Lot Essay
‘Here in the United States the only change I can distinguish in my work is possibly in my palette. What the cause of this intensification of colour is I can’t say. But I do recognise a considerable change. Perhaps it is due to the light. I also have a feeling of greater space here - more “room”. But that was why I came’ (Y. Tanguy, ‘Interview with James J Sweeney’, 1946, in Eleven Europeans in America, The Museum of Modern Art Bulletin, vol. 13, nos. 4-5, p. 22-23).
Yves Tanguy emigrated from France to the United States in November 1939. There he joined his soon-to-be second wife, the American artist Kay Sage, to become one of the first of a wave of leading Surrealists fleeing the war in Europe for a new life in New York. One month after his arrival Tanguy held the first of what would prove to be a series of major exhibitions at the Pierre Matisse Gallery. A month later he also had his first museum exhibition at the Wadsworth Athenaeum. Painted in 1940, La lumière, la solitude is one of the first paintings that Tanguy made after moving to the United States. ‘Here I lived in the same atmosphere I knew in Paris,’ Tanguy observed. ‘I scarcely felt touched by the war. It seemed so far away from me. But there is more freedom – more room in this country. That is why I came here.’ (Yves Tanguy, quoted in exh. cat, Tanguy/Calder: Between Surrealism and Abstraction, New York, 2010, p. 8).
Settling at first into a small room in Washington Place, Greenwich Village, Tanguy’s adjustment to his new life in America was comparatively smooth and easy and he continued to work in very much the same style as he had done in France. His other-worldly visions and interior, mental landscapes full of existential mystery and invisible horizons remained apparently unaffected by any external influence of the time and place within which they were made. Indeed, Tanguy would later note that the only change in his American works that he could perceive was in their ‘intensification of colour’ and their gradual growth in scale.

What is required: Retype the part of the Tanguy essay starting with "Settling at first" and going on through "growth in scale.", keeping every word and mark the same. You won't need the data after this text to do anything here.

Data rows:
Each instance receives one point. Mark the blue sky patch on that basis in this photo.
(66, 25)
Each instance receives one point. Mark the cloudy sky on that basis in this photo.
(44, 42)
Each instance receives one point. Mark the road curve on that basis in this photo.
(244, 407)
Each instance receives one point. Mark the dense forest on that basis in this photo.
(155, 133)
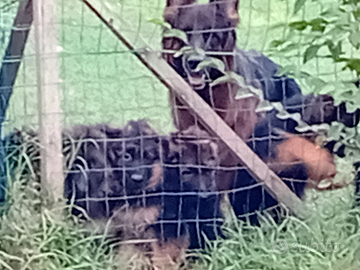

Task solution:
Settling at first into a small room in Washington Place, Greenwich Village, Tanguy’s adjustment to his new life in America was comparatively smooth and easy and he continued to work in very much the same style as he had done in France. His other-worldly visions and interior, mental landscapes full of existential mystery and invisible horizons remained apparently unaffected by any external influence of the time and place within which they were made. Indeed, Tanguy would later note that the only change in his American works that he could perceive was in their ‘intensification of colour’ and their gradual growth in scale.